◆ WORK TO DO
1. From the María Peña profile, transcribe the passage that opens with the words "Maria has also" and ends with the words "and regular folks.".
2. According to the María Peña profile, what did she cover in Cuba in the spring of 2016?

◆ DOCUMENT EXTRACT
>>>

Washington Correspondent, La Opinión / Impremedia

Nicaraguan-born María Peña has lived in the United States since 1978, and she has worked as a bilingual journalist in Washington for close to 30 years. Throughout her career, she has interviewed celebrities as well as local, state, and national leaders, including President Barack Obama, both as a candidate in 2008 and just prior to his reelection in 2012.

Maria has also interviewed foreign dignitaries, and she has covered international summits and various NGO events. Recently, she covered the move of the US and Guatemalan embassies in Israel, and in the Spring of 2016, she covered President Obama’s historic visit to Cuba. Later that year, she covered a world summit of mayors and regional leaders in Bogotá, Colombia.

She’s currently the Washington Senior Political Correspondent for La Opinion/Impremedia, covering all issues impacting the thriving Latino community in the US, including immigration, trade, foreign policy, education, housing, and electoral politics.

As part of her immigration coverage, she has traveled extensively throughout the southern border, visiting communities on both sides, and interviewing politicians and regular folks.

She has chronicled the deployment of the “Minutemen”, the congressional gridlock on immigration reform, the plight of undocumented workers at risk for deportation and, currently, the unprecedented activism in the immigrant community against president Donald Trump’s policies.

In the past, she has also worked for EFE, UPI, NBC Canal de Noticias, Univision, and Telemundo.
Maria is a regular panelist at prestigious TV talk shows, including Voice of America, Univisión’s “Al Punto”, CGTN America, Canadian Broadcasting Corporation (CBC), CNN’s “Choque de Opiniones”, and Colombian NTN24’s “Club de Prensa”.

<<<

◆ DATA EXTRACT
>>>

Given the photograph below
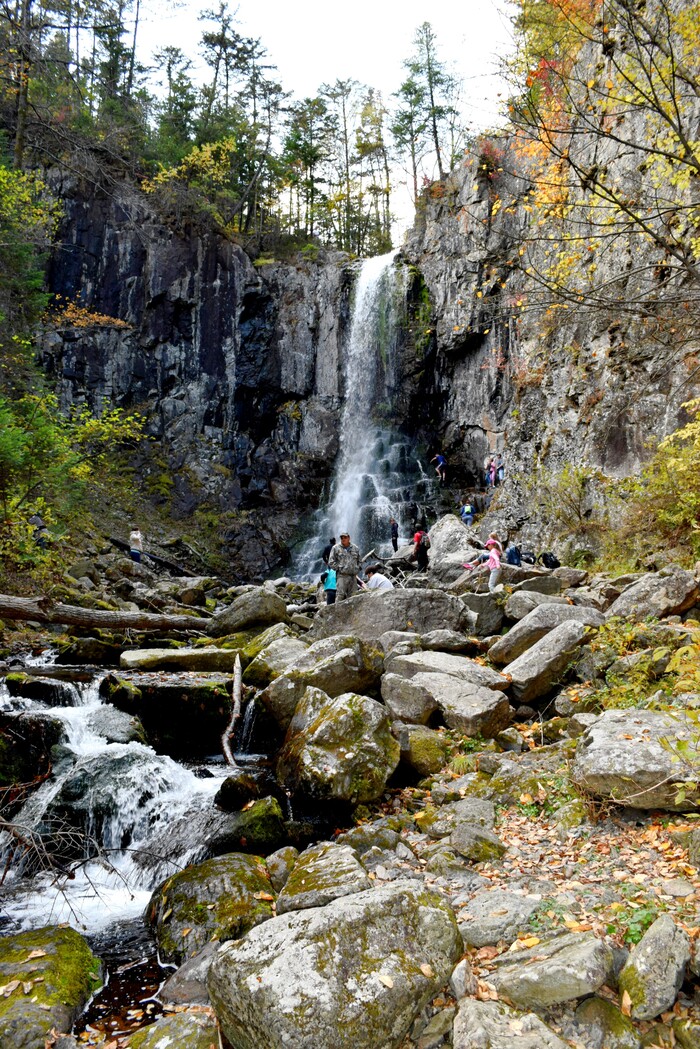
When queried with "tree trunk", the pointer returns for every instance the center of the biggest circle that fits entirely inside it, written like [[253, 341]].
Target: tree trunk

<<<

◆ SOLVED PROBLEMS
1.
Maria has also interviewed foreign dignitaries, and she has covered international summits and various NGO events. Recently, she covered the move of the US and Guatemalan embassies in Israel, and in the Spring of 2016, she covered President Obama’s historic visit to Cuba. Later that year, she covered a world summit of mayors and regional leaders in Bogotá, Colombia.

She’s currently the Washington Senior Political Correspondent for La Opinion/Impremedia, covering all issues impacting the thriving Latino community in the US, including immigration, trade, foreign policy, education, housing, and electoral politics.

As part of her immigration coverage, she has traveled extensively throughout the southern border, visiting communities on both sides, and interviewing politicians and regular folks.

2. President Obama's historic visit to Cuba.